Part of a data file

________________

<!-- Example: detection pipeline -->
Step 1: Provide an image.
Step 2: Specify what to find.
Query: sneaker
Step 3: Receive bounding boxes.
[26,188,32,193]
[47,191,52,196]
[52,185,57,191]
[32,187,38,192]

________________

EXERCISE INSTRUCTIONS.
Give the lines of the entries above as a JSON list of strings, one string per line, leaving out any blank lines.

SOLUTION TO THE PROBLEM.
[
  "<!-- Example: detection pipeline -->",
  "Step 1: Provide an image.",
  "Step 2: Specify what to find.",
  "Query: sneaker",
  "Step 3: Receive bounding boxes.",
  "[26,188,32,193]",
  "[47,191,52,196]",
  "[52,185,57,191]",
  "[32,187,38,192]"
]